To do:
Return every record below line for line with no changes, and leave the pictures out of your answer.

Records shown:
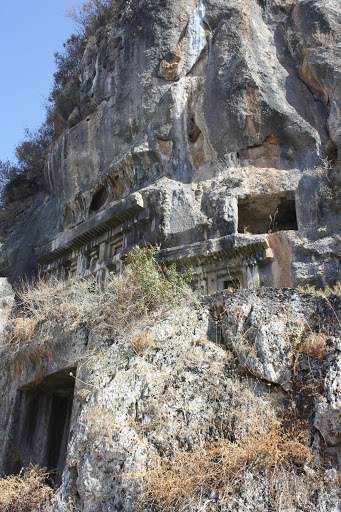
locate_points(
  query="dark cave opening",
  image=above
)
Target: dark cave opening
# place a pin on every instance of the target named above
(41, 423)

Result of this exercise:
locate_points(
  query="dark cave opening",
  image=above
)
Target: dark cave opening
# place a pin on every instance of the target named above
(41, 423)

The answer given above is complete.